■ TEXTE SOURCE ■
------------------------------------

Pourtant, le NAC se détournera de l’engagement politique direct (malgré les points de rencontre entre la Filmmakers’ Cooperative de New York et le collectif Newsreel45), le « son vibrant de la conscience d’une Afrique qui s’éveille » ne s’apparentant guère au rejet des « clichés du cinéma officiel » et à l’appel à un nouveau cinéma qui finissent par s’imposer. Il faut cependant le préciser, le plaidoyer de Mekas en faveur de Come Back, Africa n’en demeure pas moins sincère et pertinent46. La relative éclipse « publique » et « critique » que connaît aujourd’hui encore Come Back, Africa est pour le moins surprenante. Car, rappelons-le, il s’agit là d’un des premiers films anti-apartheid, réalisé avec la collaboration de militants sud-africains, qui a connu une exploitation publique, quand bien même celle-ci était limitée – et qui a servi de référence en Afrique du Sud, et au-delà.

Certaines nuances pourraient néanmoins être apportées à ce constat, dans la perspective d’une analyse plus approfondie du cinéma anticolonialiste. En effet, Come Back, Africa, qui s’inscrit dans le projet d’une trilogie filmique contre le racisme, repose sur une dramatisation de ce dernier, qui est apparenté à une forme d’esclavage ; l’apartheid est ainsi clairement dénoncé par Rogosin comme une discrimination raciale, la critique ne portant que peu sur les mécanismes économiques d’exploitation des hommes et des femmes47. Quelque quinze ans plus tard, dans un autre film qui dénonce l’apartheid en Afrique du Sud, l’analyse porte cette fois, dans une perspective marxiste, sur les processus d’exploitation économique eux-mêmes ; aussi Frontline (Brigitte Criton, Buana Kaube, Oliver Tambo, René Vautier, 1974, coproduit par l’African National Congress et l’Unité de Production Cinéma Bretagne), par le biais d’un entretien avec une juriste sud-africaine, intente-t-il un procès contre le capitalisme à l’ère néocoloniale :

Il est important de différencier l’apartheid du racisme, parce que les deux mots n’ont pas la même signification. Très souvent, les deux termes sont confondus. On dit que l’apartheid est de la discrimination raciale, du racisme. En fait, dans l’apartheid, la race est utilisée comme un outil ; telle est la relation entre les deux. L’un est utilisé par l’autre. L’apartheid est un système d’exploitation économique. C’est un aspect de l’exploitation. Et du fait de l’histoire du pays, où les exploiteurs et les exploités appartiennent à deux groupes raciaux différents, cette différence a été utilisée, et une idéologie raciale a été créée. Cette idéologie est utilisée à la fois pour rationaliser l’exploitation et pour la justifier.48

1 Voir en particulier le Natives Land Act de 1913, qui réserve sept pour-cent du territoire aux populations noires et leur interdit d’acquérir ou de louer des terres en dehors des territoires autochtones.

------------------------------------

Lignes d'un jeu de données sur l'emplacement des objets:

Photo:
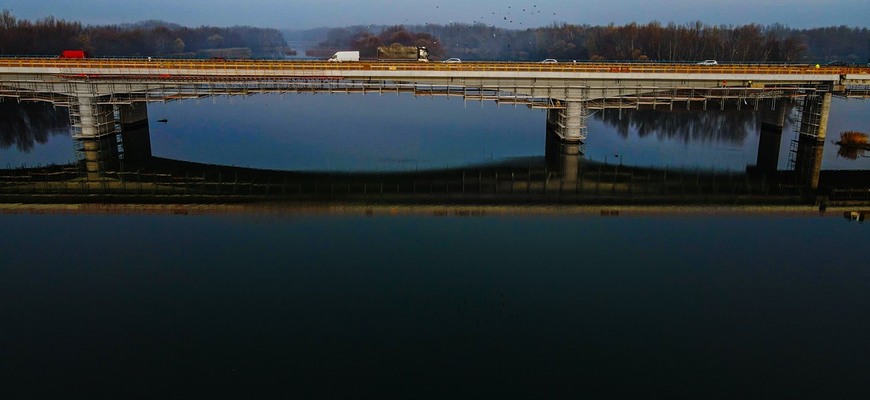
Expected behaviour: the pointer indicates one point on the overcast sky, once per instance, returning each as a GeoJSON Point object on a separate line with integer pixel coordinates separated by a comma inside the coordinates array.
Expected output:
{"type": "Point", "coordinates": [516, 14]}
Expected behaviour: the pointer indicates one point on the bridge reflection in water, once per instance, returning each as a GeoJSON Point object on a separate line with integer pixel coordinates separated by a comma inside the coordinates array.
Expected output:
{"type": "Point", "coordinates": [120, 167]}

------------------------------------

■ CONSIGNE ■
Selon le texte source, par quels organismes le film Frontline a-t-il été coproduit ? Les enregistrements ne jouent aucun rôle dans ce travail.

■ RÉPONSE ■
Frontline a été coproduit par l'African National Congress et l'Unité de Production Cinéma Bretagne.